— START OF Task inputs —

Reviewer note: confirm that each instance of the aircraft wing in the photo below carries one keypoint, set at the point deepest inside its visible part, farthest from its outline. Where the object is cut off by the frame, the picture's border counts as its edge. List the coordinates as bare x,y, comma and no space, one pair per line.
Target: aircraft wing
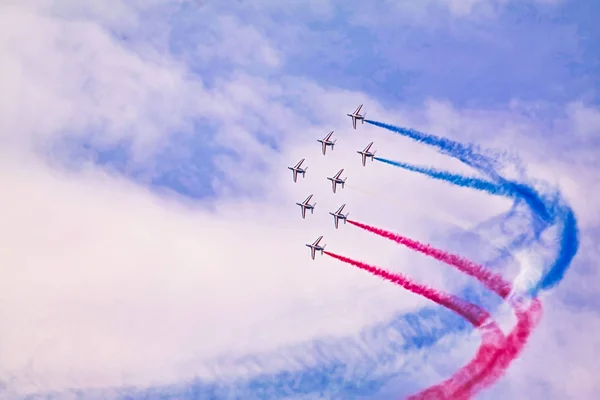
317,241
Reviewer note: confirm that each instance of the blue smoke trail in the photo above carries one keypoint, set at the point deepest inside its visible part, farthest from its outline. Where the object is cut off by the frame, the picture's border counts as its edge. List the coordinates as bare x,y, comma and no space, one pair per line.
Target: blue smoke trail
550,210
468,154
506,188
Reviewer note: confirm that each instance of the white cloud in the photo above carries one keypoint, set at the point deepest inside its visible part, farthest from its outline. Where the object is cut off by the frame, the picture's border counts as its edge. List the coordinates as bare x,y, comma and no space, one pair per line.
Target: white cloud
101,278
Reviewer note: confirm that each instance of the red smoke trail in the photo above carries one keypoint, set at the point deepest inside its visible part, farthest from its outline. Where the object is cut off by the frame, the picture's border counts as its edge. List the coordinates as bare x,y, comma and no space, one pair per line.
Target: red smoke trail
496,362
472,313
492,281
459,385
527,320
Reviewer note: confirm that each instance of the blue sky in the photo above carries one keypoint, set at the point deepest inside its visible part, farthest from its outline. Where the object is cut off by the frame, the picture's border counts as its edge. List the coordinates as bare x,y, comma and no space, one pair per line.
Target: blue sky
174,117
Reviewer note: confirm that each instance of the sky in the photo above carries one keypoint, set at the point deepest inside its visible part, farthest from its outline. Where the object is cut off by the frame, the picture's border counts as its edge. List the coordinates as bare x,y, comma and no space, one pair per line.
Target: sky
151,245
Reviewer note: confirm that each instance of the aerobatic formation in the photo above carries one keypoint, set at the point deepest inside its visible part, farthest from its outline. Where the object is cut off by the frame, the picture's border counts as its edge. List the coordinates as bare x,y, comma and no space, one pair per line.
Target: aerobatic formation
497,349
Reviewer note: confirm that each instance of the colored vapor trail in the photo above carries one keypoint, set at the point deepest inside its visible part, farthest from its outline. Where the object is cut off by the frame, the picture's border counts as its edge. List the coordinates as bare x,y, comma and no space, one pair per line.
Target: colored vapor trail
469,154
492,358
491,280
552,210
507,189
472,375
472,313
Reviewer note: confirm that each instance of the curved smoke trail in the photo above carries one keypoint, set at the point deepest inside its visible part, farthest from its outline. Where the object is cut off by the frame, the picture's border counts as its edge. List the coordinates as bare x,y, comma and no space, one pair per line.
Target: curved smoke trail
493,360
493,341
552,209
336,376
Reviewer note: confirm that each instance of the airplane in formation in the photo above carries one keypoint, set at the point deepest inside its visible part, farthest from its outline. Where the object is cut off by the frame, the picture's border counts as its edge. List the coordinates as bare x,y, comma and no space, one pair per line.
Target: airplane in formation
366,153
336,179
338,215
356,116
306,206
315,247
297,170
327,142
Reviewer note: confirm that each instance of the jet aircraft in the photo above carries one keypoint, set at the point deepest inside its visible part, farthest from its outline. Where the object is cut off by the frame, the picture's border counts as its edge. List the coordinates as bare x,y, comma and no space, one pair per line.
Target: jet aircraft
338,215
336,179
306,206
315,247
366,153
356,116
297,170
327,142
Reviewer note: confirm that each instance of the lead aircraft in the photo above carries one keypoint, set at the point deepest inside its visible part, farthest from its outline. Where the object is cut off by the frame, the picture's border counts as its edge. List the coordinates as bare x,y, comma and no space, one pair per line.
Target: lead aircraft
336,179
366,153
306,206
338,215
326,142
297,170
357,116
315,247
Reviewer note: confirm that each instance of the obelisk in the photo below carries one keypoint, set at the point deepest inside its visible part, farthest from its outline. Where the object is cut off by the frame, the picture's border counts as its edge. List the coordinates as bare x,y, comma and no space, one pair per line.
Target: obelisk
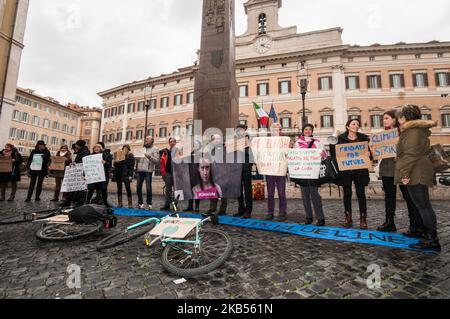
216,92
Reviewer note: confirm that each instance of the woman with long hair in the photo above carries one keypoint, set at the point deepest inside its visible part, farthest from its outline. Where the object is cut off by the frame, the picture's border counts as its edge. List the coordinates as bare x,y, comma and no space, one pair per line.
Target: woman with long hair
14,175
414,170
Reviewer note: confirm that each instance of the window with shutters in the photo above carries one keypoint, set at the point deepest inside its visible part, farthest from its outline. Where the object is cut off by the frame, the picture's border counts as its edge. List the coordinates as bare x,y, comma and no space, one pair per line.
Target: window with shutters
243,91
326,121
262,23
284,87
352,82
263,89
374,81
397,81
420,80
443,79
325,83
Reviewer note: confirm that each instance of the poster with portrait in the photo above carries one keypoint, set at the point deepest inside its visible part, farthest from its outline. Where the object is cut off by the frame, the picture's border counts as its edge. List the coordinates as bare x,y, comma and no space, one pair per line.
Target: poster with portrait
206,179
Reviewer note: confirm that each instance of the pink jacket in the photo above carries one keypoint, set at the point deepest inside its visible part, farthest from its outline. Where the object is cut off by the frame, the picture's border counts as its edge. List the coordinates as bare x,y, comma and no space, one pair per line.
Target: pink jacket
304,142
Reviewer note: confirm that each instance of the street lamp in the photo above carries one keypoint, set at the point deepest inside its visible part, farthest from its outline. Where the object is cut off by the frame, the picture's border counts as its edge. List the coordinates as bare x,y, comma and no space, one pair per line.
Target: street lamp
147,107
302,82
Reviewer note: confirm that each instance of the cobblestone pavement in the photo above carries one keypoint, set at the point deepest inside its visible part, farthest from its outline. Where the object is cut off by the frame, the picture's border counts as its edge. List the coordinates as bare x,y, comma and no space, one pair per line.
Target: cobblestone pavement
263,265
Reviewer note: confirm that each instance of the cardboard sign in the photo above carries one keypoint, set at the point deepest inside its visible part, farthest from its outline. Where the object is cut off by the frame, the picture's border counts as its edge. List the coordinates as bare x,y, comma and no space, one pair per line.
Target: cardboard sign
270,155
74,179
93,169
58,163
304,163
353,156
177,228
384,145
5,164
38,161
119,156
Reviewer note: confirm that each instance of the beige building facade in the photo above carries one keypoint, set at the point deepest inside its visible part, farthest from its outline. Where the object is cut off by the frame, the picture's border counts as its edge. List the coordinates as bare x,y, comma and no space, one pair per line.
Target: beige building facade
43,118
273,62
13,16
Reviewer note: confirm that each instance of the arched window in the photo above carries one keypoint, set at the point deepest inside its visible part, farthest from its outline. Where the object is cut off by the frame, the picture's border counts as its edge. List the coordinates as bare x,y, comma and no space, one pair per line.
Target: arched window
262,23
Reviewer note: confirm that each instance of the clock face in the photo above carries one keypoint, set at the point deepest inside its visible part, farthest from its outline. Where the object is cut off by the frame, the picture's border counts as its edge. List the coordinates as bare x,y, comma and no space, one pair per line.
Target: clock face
263,44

— END OF Task inputs —

# Objective
Reproduce all of the lines above word for word, omitting the pictures from your answer.

# Solution to this exercise
Reviewer note: confirm that each instance of the aircraft wing in the photo below carries one keypoint, set at the point deepest inside its visible part, farthest from its outline. Where the object is cut off by the frame, the picture's border counts as its edge. List the coordinates as bare x,y, comma and no space, one pair per line.
Target: aircraft wing
317,241
Reviewer note: confirm that each instance of the blue smoke trail in the photo above carries one keypoint, set at the point deepest inside its visible part, farthest from its outline. Where the object is cut off by the frame, the picture's border counts as its edge. List the coordinates as bare x,y, comma and no space, one pair per line.
Target: blue smoke trail
550,210
468,154
506,188
Reviewer note: confirm that each instance of the white cloud in the photo above carries one keypoint, set at the point deepest inside its visible part, farthest from its outline. Where the object is cut off by the frame, the picture's border counts as its edge. List the coordinates as bare x,y, comma and no space, one pair per line.
Target: white cloud
101,278
Reviewer note: confirm that each instance of the red smoke trail in the photo above carries one keypoint, set at the point deepest inside its visible part, farthest from its outline. Where the object is cut off by the frame, the picture's border counts as its edge. List the coordinates as bare x,y, comma and no space, one pair per line.
Target: red smoke trail
496,362
472,313
492,281
459,385
527,320
Reviewer note: confirm that each instance of the blue sky in the photo above carries one keypoint, set at the point deepest inside its visible part, farthest from its outline. Where the object is cut off by the frame, the picture's border counts as its edge. List the coordinates as bare x,y, comma and no space, one pair per line.
Target: blue sky
174,117
Reviewer note: confirm that each instance of the sky in the photo above carries one keypoint, set at the point deepest inside its visible part, farthest from its outline. Where the object is cut off by the frame, the picture's border counts as its edge. List the coordinates as bare x,y, comma and no space, one pair per line.
Target: sky
151,245
Reviewer note: confirm that each instance of the aerobatic formation in the photo above carries one keypoint, set at the point deepest inside its visible part, farthest from its outline. Where the object is cut off by the frame, the picture's border counts as its edge. List the coordinates as bare x,y, comma and no space, one pair per line.
Target: aerobatic formation
497,349
Reviewer note: confirm that each instance of the colored vapor trail in the photo above carries one keypoint, set at the point deepest inside its visible part, farthest from its outline. Where the object is cut off by the frame, the picture's border counts as its edge. List the coordinates as bare x,y, comma and no space, one pair per line.
Target: colored vapor trail
469,154
492,358
491,280
552,210
507,189
472,375
472,313
Reviewer note: confirm that each instance of the curved smoke trail in the photo above carries one keypoint, set at the point deepest inside its visible part, farthest from its outline. Where the object is cut off by the frame, the picture's border counts as its edge. List the coordinates as bare x,y, comma and no space, one pair per line.
Target: curved smoke trail
493,360
493,341
552,209
336,376
Reviewer note: confirm that each instance of the airplane in formation in the photo above carries one keypoint, set at the point deepest inside its visible part, farthest from its outline. Where the object is cut off by the frame, the picture's border counts as its edge. List the coordinates as bare x,y, comma and no space, one pair per line.
Target: airplane in formation
366,153
336,179
338,215
356,116
306,206
315,247
297,170
327,142
Reviewer note: confirm that each instance of the jet aircraft in the photo above carries one keypoint, set at the point deepest inside its visible part, farthest from its outline. Where the object is cut off by the frame, the picture's border counts as its edge. List the coordinates as bare x,y, comma and no space, one pair per line.
Target: jet aircraft
338,215
336,179
306,206
315,247
366,153
356,116
297,170
327,142
Reviewer note: confirm that each instance of the lead aircraft in the photo above carries one keypoint, set at the point deepest inside its visible part, farthest from its outline. Where the object is cut off by the frame, the picture's border counts as its edge. List the coordinates as bare x,y, comma and no space, one pair per line.
Target: lead aircraft
336,179
366,153
306,206
338,215
326,142
297,170
357,116
315,247
Reviewer note: confirm that each instance of the obelisk in the photo below carries one keypoint, set at the point deepest inside its visible part, farthest from its outline. Where the object is cut off by the frame, the picture's border counts as its edge. List the coordinates as bare x,y, comma and no space, one pair per line.
Target: obelisk
216,92
Reviewer note: confirm that each instance of the woman with long hair in the photo above carries one keypoint, set at the point deepest inside its visible part, farthest from its outline. Where the object is cut off by the frame, the picture's border counts as its edge. List the coordinates as bare x,y, comma and no space, one pair per line.
Target: woman with long hair
14,175
414,170
Reviewer note: confirm that each instance of the window with shutters in the photo above carries one keypoint, set at the point deepest inside its visible part, farthest from its outline. Where the object is cut off by the frame, the picture's border counts as its edge. List the coordinates as bare x,y, comma and no space, one pair per line.
Target: window with shutters
243,91
326,121
262,23
284,87
352,82
263,89
374,81
397,81
420,80
443,79
325,83
Reviewer note: confirm that each instance of the poster with portrait in the photo above carries one keypoint, set at the point deepest inside its visible part, farthest from its outline. Where the object is cut off by the frame, the picture's border counts as its edge. List the coordinates as bare x,y, comma and no space, one pair per line.
Target: poster with portrait
206,179
Reviewer note: confirm that each instance of the pink jacket in the photo above carries one keypoint, set at the point deepest inside its visible part, farthest from its outline. Where the object is cut off by the frame, the picture's border counts as its edge. List the coordinates as bare x,y, comma and no space, one pair per line.
Target: pink jacket
304,142
Reviewer note: confirm that each instance of the street lamp in the photo above carries one keypoint, set at the point deepest inside its visible part, farthest from its outline. Where the object is cut off by the frame, the picture's border counts as its edge. List the coordinates as bare x,y, comma and no space, one pair per line.
Target: street lamp
147,107
302,82
Reviewer note: confirm that each instance of the cobblestone pavement in the photo above carries one keypoint, set at the point deepest inside its visible part, farthest from its outline. Where the object is cut off by the frame, the picture's border counts as its edge. List the coordinates as bare x,y, comma and no space, one pair per line.
Target: cobblestone pavement
263,265
Reviewer note: confirm that each instance of the cardboard sign in the photo above carries one keypoint, set at the point deepest inside its visible part, farthest from its outline. Where the object is cut off by the frame, the picture's border counts as its edge. List the coordinates as bare x,y, comma and no space, one pair per line.
Target: cardboard sign
270,155
74,179
93,169
58,163
304,163
353,156
177,228
384,145
5,164
38,161
119,156
Reviewer note: confirm that each instance of the beige building facade in the photo above carries one keypoint, set at the point deepest inside its visible part, farthest from its outline. Where the object is cut off by the frame, the picture's border counts as its edge. List the coordinates as bare x,y, comma and no space, one pair per line.
Target: beige building facade
43,118
273,62
13,16
Reviewer note: confirm that each instance of the arched window in the photo above carries one keypoint, set at the point deepest inside its visible part, farthest from its outline. Where the object is cut off by the frame, the picture's border counts as its edge. List the coordinates as bare x,y, comma and no space, one pair per line.
Target: arched window
262,23
Reviewer note: confirm that each instance of the clock face in the photo above carries one keypoint, set at the point deepest inside its visible part, farthest from its outline. Where the object is cut off by the frame, the picture's border counts as its edge. List the coordinates as bare x,y, comma and no space, one pair per line.
Target: clock face
263,44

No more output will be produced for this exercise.